Since the beginning of 2012, gold has trailed its precious metals peers, gaining only about 6 percent compared to double-digit returns for silver and platinum. At the end of February, gold was especially hard hit, following Ben Bernanke's announcement that there would be no additional quantitative easing and the European Central Bank offering additional LTRO loans to banks.
With this news, we've witnessed the fairly rare event of bullion falling below its 200-day moving average. In fact, over the past 10 years, there have only been about 30 times (or around 3 times per year) where gold has fallen below its 200-day moving average. And each time, gold has been down for the count for only an average of 10 days. This time around, I believe gold has the resilience to endure, as the long-term drivers remain in place.
In his latest Gold Monitor, Dundee Wealth Economics Chief Economist Martin Murenbeeld lists eight factors in support of the bear argument. He points to a stronger dollar, fiscal retrenchment in the European Union, improving equity market confidence, and an exit strategy from the Federal Reserve forecasting a federal funds rate hike well before late 2014 as significant factors driving gold lower.
────────────────
What you will do
1. According to the gold market text, about how much had gold gained since the beginning of 2012?
2. Rewrite the paragraph of the gold market text that begins "With this news" as a short bulleted list, keeping its main facts.
3. Resume the gold market text, starting right after its final sentence.
The records are not needed for any of this work.

Dataset records
────────────────
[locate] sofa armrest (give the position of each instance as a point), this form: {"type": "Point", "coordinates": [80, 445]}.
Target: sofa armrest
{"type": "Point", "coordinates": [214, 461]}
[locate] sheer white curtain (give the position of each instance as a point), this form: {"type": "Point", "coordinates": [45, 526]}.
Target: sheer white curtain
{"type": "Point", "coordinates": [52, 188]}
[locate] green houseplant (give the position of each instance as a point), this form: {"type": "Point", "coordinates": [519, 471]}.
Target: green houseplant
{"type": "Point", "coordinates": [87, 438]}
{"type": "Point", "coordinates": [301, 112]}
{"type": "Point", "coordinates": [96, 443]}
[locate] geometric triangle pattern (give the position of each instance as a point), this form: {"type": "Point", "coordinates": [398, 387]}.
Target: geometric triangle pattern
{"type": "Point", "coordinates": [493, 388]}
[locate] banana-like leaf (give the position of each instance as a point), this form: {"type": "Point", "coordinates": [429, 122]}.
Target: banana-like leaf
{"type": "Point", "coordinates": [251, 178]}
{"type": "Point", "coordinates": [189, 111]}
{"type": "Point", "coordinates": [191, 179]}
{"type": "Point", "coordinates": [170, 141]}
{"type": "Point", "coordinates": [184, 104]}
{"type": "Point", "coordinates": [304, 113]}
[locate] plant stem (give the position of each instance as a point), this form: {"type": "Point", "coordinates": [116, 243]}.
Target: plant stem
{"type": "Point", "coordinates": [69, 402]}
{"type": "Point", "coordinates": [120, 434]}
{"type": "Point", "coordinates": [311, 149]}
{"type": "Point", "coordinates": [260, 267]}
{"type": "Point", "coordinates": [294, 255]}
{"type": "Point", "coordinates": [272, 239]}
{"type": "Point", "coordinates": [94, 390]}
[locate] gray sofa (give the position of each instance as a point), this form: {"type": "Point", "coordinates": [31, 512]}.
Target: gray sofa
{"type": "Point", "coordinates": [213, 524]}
────────────────
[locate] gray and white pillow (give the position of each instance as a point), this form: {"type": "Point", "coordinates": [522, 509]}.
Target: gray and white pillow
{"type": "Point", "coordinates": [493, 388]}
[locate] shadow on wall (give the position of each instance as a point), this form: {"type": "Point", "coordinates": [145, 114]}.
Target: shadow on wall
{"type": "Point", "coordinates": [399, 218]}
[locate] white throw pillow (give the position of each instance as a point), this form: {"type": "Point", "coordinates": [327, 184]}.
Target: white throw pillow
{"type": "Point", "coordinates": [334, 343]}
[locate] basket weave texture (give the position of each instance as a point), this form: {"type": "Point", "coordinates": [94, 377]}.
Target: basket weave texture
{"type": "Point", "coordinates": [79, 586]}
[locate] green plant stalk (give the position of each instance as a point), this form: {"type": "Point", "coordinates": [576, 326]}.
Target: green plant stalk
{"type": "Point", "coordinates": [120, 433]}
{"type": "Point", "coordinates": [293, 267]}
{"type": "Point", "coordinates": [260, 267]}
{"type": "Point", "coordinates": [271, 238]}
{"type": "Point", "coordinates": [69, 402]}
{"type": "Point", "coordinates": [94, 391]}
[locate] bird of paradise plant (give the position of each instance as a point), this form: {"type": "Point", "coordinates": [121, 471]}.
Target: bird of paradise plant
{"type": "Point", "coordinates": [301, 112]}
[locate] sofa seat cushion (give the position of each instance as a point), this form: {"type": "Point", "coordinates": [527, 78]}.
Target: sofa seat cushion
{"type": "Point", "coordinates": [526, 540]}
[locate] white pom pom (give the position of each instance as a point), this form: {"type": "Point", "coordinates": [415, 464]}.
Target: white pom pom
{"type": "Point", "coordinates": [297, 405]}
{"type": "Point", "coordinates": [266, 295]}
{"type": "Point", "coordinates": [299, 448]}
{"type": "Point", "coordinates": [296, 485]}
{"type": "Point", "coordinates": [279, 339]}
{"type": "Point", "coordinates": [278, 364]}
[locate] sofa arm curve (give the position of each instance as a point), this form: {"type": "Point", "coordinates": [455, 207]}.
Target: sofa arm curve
────────────────
Exercise results
1. About 6 percent.

2.
- The news pushed gold below its 200-day moving average, which is fairly rare.
- Over the past 10 years, this has happened only about 30 times, or around 3 times per year.
- Each time, gold stayed down for an average of only 10 days.
- The writer believes gold can endure this time because its long-term drivers remain in place.

3.
Dr. Murenbeeld adds a caveat: while this bearishness may be a "new, exciting story" for the markets, it doesn't make the case for gold any less compelling. In fact, he "anticipates market sentiment to flip back to the bullish half of the story as the year progresses."
On the bullish side of the ring, Dr. Murenbeeld says there are 10 positive factors for gold, one of which is monetary reflation. I've discussed how global money supply has been growing in recent months, which provides liquidity for the market, but also can devalue the currency. Dr. Murenbeeld reminds readers that "money doesn't grow on trees; it will have to be borrowed by some government and/or it will have to be printed by some central bank."
While in Hong Kong, Global Resources Fund Portfolio Manager Brian Hicks appeared on Bloomberg to talk about the drivers for oil and gold with John Dawson earlier this week. For gold, Brian says the positive factors are alive and well, namely, rising wealth in China, Europe's financial instability and high fiscal deficits in the U.S.
The U.S. debt situation hasn't been on investors' radar for a while, but it's still a significant factor in gold's eventual recovery. Take a look at the chart below, which shows the condition of all Federal Reserves Banks' total assets over the last 10 years. During 2008, total assets jumped vertically and since then, the Fed's balance sheet has maintained a much higher level.
In addition, real interest rates are still negative for many areas around the world. Historically, negative real interest rates (the inflationary rate is greater than the current interest rate) combined with global stimulative money supply efforts have been an especially powerful combination for gold prices.
I believe the yellow metal will go the distance, and with bullion below its long-term average, it makes for a rare and attractive entry point for investors today.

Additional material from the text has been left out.